(SET OF TASKS):
A. Render this sentence from the text on Jordan's monarchy below into Spanish: "The tax burden on ordinary Jordanians has intensified as living standards steadily recede."
B. Carry on the text about Jordan's monarchy below, picking up after its final paragraph.

(SUPPLIED TEXT):
────────────────────────────────────────

Mahmoud was attacked in Jordan’s state-controlled press as a traitor, and his son was pressured into resigning his position at the foreign ministry. Jordan’s then-prime minister, Faisal al-Fayez, ordered the mayor of Amman to fire Mahmoud as general director of the city’s cultural center. (Faisal backed off after learning the position was unpaid, but Mahmoud resigned anyway.) The offending poem–titled “Saray,” a Turkish word for “the palace,” but also “the sultan”–became known to Jordanians only after it appeared in a London-based Arabic-language newspaper because no local publisher would touch it.

Mahmoud, who generally avoids controversy, says he wrote “Saray” out of concern that Jordan’s vertiginous corruption threatens the integrity, and perhaps the very survival, of the monarchy. “It was not an attack,” he says. “I care for this country. The poem was a message from the people to the leader against the corruption around him.”

Mahmoud got off easy. These days, public criticism of the Hashemite monarchy can lead to official harassment, detention, arrest and imprisonment–usually in rapid succession. Since February 1999, when Abdullah assumed the throne after his father died of cancer, Jordan has become increasingly authoritarian. At a time when several Arab regimes are at least feinting toward political reform, Jordan is goose-stepping backward. Freedom of assembly has been restricted, and the threshold for dissent has been ratcheted down as political prisoners accumulate and oppositionists are rattled out of bed for interrogation. Journalists have been intimidated or bribed into spying on colleagues and sources. Street demonstrations have been all but eliminated by laws that require protesters to carry permits that are prohibitively difficult to obtain. The tax burden on ordinary Jordanians has intensified as living standards steadily recede. The appeal of Islamic groups is rising inversely to the monarchy’s diminished credibility, even among the kingdom’s traditionally secular, closely knit and increasingly restive tribes.

Corruption, defiantly uninhibited compared with the low-key looting that percolated under the late King Hussein, has soared. And although diplomats tend to absolve Abdullah of wrongdoing–he is deceived, they imply, by courtiers scheming behind his back–a growing number of Jordanians believe that the 43-year-old monarch is not only aware of the plundering but may be very much a part of it.

“I don’t think the monarchy enjoys any popularity with the people,” says Toujan Faisal, a former member of Parliament who was jailed for 100 days three years ago after she accused the government of graft. “King Hussein tolerated a margin of corruption, but not the extent to which it exists now.”

In short, Jordan has degenerated into the kind of despotic kleptocracy the Bush Administration says it will no longer tolerate. But tolerate it the White House does, inclusive of the roughly $450 million in annual economic and military aid that has become the standard rate for maintaining Jordan’s peace treaty with Israel and its support for America’s “war on terror.”

True, Washington has always indulged Jordan, a buffer state between Israel and the other Arab nations–the country is even shaped like a bottle stopper–by turning a blind eye to its human rights abuses. And it was Hussein, after all, who installed as heir apparent the little-known and unseasoned Abdullah just before he succumbed to cancer. In February the State Department gave Jordan a delicate reproach in its annual human rights report. But beyond that, the kingdom is under little public pressure to fight corruption and allow its rubber-stamp Parliament and feeble political opposition to assert themselves.

────────────────────────────────────────

(EXTRACTED INFORMATION):
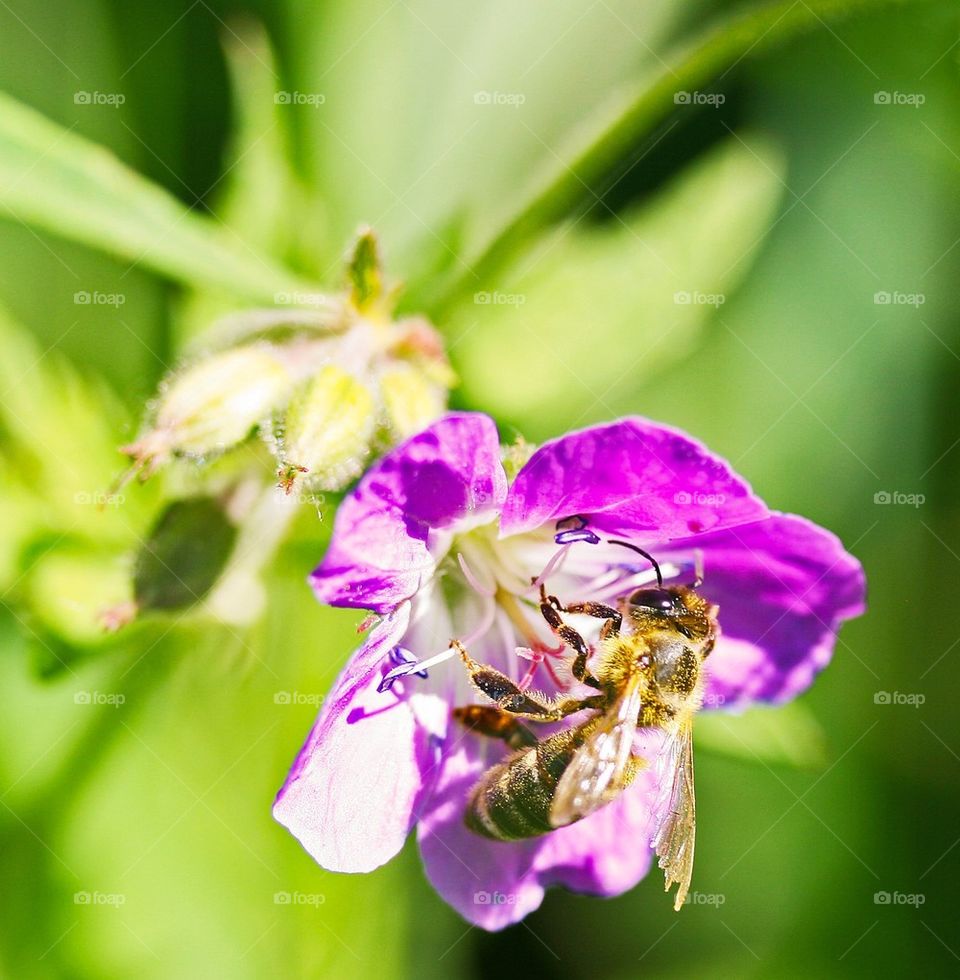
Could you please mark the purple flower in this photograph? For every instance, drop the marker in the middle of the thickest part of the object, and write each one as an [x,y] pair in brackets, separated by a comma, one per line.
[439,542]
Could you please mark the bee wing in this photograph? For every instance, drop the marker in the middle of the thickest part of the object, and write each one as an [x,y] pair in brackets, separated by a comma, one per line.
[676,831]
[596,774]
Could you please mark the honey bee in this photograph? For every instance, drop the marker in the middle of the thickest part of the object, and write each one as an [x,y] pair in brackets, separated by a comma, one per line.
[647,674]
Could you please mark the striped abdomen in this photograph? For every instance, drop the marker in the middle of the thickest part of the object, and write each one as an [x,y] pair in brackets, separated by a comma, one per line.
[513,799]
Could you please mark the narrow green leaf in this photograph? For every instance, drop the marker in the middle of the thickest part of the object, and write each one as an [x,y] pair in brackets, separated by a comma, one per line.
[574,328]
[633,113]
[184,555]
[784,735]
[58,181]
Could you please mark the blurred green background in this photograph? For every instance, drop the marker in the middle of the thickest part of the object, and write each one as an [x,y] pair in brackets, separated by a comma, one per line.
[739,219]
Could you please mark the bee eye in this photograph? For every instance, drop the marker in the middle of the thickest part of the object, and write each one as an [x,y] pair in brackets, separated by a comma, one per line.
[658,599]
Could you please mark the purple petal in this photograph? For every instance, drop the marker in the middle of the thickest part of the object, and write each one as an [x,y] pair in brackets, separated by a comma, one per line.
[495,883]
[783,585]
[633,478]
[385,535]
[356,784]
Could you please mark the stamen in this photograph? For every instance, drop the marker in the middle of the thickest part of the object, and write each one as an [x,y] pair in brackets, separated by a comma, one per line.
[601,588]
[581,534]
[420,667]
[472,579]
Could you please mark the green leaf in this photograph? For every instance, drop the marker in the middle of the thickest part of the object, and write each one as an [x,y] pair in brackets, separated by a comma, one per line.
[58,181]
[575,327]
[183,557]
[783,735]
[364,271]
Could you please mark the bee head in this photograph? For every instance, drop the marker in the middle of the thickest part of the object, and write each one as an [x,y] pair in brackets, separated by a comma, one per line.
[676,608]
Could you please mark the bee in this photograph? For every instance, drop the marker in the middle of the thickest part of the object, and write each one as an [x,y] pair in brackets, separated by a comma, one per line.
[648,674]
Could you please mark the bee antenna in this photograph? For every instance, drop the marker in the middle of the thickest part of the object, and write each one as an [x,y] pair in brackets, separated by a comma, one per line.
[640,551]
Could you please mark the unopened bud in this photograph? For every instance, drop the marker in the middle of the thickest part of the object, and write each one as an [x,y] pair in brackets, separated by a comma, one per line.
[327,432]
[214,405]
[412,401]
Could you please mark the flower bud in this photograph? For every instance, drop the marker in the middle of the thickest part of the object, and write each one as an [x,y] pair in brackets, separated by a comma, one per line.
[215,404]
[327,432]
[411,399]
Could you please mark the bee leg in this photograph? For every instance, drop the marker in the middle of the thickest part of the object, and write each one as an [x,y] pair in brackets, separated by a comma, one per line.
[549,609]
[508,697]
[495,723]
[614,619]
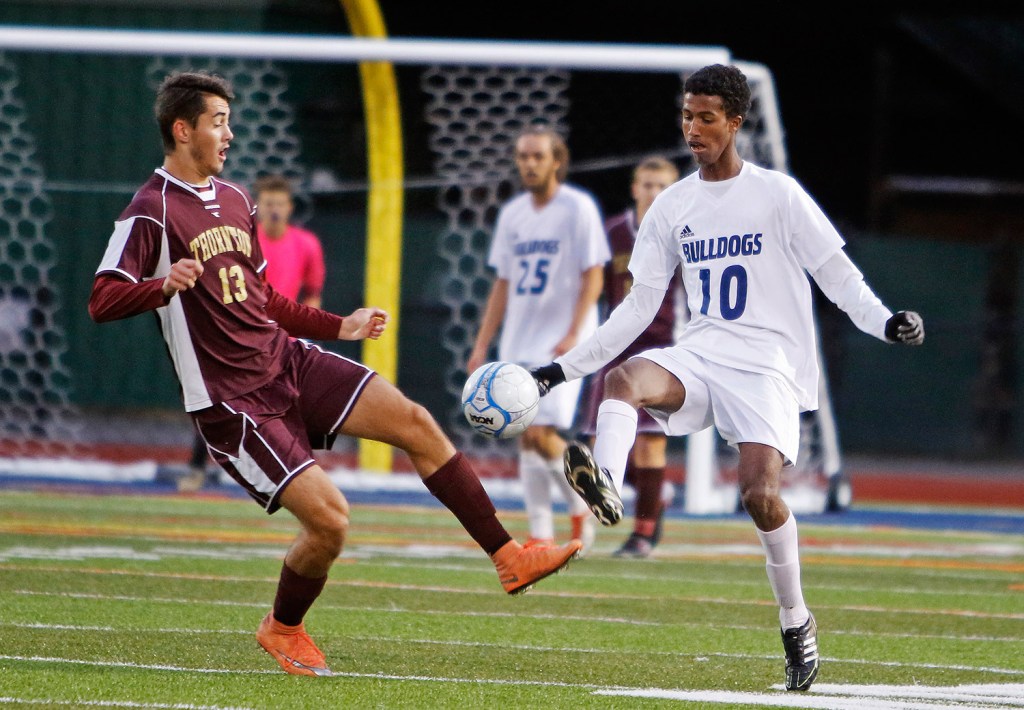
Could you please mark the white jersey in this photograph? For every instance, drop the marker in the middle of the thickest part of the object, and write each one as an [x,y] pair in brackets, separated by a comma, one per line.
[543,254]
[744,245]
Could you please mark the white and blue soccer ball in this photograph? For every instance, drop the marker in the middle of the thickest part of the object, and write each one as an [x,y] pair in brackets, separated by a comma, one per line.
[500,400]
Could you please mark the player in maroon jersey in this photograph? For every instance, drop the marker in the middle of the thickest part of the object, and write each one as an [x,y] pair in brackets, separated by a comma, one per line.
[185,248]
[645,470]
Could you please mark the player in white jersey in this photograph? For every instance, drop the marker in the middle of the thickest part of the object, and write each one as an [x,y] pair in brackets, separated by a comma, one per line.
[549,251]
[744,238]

────────────────────────────────────────

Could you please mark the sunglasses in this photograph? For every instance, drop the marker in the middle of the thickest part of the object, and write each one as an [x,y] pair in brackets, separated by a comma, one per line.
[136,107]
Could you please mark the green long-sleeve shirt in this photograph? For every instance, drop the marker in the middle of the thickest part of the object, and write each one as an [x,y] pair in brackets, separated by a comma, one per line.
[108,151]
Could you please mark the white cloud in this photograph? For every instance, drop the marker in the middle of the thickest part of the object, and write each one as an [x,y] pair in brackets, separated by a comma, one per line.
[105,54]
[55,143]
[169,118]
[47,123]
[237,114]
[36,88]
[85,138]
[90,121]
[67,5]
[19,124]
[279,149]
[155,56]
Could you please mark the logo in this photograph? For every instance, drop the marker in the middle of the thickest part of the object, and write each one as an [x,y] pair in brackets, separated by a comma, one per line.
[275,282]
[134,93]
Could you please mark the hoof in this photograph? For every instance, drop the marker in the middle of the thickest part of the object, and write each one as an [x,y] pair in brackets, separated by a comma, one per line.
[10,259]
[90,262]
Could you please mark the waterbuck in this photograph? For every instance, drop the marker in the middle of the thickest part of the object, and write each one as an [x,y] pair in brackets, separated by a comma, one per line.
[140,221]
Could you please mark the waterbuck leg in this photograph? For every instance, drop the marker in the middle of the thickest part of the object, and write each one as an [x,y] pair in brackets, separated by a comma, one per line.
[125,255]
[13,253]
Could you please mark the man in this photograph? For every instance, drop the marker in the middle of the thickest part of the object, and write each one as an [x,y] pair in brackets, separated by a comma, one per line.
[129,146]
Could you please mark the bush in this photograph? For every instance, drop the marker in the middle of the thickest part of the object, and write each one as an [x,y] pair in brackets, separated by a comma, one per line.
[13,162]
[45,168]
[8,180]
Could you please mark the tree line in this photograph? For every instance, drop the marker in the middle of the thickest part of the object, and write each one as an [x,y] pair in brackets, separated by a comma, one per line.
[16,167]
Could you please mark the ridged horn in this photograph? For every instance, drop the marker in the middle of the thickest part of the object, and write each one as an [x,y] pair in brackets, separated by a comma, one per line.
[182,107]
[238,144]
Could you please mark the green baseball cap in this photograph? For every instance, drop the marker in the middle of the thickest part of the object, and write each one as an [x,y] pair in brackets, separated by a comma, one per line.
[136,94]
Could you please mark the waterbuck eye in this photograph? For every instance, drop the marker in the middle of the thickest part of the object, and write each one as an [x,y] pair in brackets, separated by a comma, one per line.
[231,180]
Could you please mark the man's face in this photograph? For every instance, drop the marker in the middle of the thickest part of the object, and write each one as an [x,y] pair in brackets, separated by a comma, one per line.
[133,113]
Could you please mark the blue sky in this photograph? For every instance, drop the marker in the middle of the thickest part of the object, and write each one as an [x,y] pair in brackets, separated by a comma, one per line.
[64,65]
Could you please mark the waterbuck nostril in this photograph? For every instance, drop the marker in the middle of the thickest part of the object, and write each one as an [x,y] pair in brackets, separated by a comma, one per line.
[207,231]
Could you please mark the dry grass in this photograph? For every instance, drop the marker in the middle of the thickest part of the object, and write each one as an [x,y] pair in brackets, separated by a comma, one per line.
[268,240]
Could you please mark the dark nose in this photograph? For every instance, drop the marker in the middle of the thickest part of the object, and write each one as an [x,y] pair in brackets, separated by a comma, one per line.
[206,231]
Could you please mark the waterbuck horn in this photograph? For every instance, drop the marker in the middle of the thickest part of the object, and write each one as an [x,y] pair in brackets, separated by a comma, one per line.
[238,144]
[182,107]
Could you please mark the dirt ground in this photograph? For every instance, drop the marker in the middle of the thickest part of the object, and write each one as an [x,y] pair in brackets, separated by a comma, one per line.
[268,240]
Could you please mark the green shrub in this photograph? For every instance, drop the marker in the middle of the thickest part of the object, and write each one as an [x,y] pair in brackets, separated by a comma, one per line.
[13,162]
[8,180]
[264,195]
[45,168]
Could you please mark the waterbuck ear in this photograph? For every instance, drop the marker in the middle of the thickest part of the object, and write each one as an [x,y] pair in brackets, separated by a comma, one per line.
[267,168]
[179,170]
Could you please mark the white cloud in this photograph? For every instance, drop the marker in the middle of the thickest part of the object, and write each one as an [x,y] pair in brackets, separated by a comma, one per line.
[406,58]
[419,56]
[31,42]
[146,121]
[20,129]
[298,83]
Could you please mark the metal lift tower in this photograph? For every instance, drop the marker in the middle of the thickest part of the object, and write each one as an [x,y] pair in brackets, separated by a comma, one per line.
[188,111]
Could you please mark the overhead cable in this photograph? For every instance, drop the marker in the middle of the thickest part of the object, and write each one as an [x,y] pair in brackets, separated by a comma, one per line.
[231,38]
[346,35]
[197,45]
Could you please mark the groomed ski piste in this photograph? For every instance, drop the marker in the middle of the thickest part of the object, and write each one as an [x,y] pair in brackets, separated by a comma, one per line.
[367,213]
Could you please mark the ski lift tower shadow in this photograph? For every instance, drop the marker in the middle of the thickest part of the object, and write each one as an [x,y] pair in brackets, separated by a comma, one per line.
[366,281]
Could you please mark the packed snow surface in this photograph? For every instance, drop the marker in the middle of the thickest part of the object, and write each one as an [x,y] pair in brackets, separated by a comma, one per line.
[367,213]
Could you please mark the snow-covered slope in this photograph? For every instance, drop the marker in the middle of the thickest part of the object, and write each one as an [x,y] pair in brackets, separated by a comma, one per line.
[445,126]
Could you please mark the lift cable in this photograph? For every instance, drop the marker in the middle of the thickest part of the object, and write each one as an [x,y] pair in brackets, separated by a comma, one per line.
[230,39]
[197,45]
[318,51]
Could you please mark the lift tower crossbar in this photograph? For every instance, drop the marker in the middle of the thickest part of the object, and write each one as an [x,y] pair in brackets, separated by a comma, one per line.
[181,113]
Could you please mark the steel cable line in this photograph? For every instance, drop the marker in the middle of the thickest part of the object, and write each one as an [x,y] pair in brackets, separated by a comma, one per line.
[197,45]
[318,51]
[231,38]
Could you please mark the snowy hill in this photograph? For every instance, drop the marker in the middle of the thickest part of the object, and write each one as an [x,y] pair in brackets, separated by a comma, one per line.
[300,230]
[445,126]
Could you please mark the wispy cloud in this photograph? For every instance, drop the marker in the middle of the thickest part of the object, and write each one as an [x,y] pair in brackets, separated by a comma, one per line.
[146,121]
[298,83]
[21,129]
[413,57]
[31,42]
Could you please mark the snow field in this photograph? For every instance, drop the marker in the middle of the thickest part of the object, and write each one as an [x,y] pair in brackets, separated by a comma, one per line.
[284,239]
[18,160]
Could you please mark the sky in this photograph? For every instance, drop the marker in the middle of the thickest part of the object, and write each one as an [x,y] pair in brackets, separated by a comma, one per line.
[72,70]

────────────────────────────────────────

(TASK RESULTS):
A. La carga fiscal sobre los jordanos comunes se ha intensificado a medida que el nivel de vida retrocede de forma constante.

B.
“The Hashemites are the fair-haired boys,” says a US government official. “The King is such a sycophant, telling Washington what it wants to hear and bashing people like [Syrian president] Bashar al-Assad, that they get away with everything.”

Americans got a glimpse at the dark side of their plucky Arab ally early this year, when President Bush was asked at a news conference about Ali Hattar, a Jordanian mechanical engineer who spent a night in jail and was fined after he publicly condemned Jordan’s peace treaty with Israel and called for a boycott of US goods. Bush was unaware of the case, which had been otherwise overlooked by the Western press.

Hattar was only the most recent target in a series of controversial arrests and detentions that have followed Abdullah’s ascension to power. In December 1999 Khalil Deek, a US citizen, was arrested in Pakistan and deported to his native Jordan on suspicion of having links with Al Qaeda. He was interrogated without a lawyer present and jailed without charge, only to be released two years later for lack of evidence. Faisal, the former parliamentarian, was jailed in March 2002 for “spreading rumors that incite disturbances and crimes,” among other charges, and was freed after a monthlong hunger strike. The former university lecturer says she was imprisoned only after security agents tried to buy her silence with offers of money and luxury cars. “I asked for reform and was offered only bribes and then jail,” she says.

In January security agents staged a midnight roundup of Islamic leaders who had criticized government policies while leading Friday prayers. Several were taken to a police precinct and left there overnight. According to the government, the men were detained for violating the state’s laws on preaching and spiritual guidance. “It was very, very savage treatment,” says Abdul-Lateef Arabiyat, former secretary-general of the Islamic Action Front, who like most of Jordan’s established Muslim leaders is fiercely moderate. “This would not have happened under King Hussein.”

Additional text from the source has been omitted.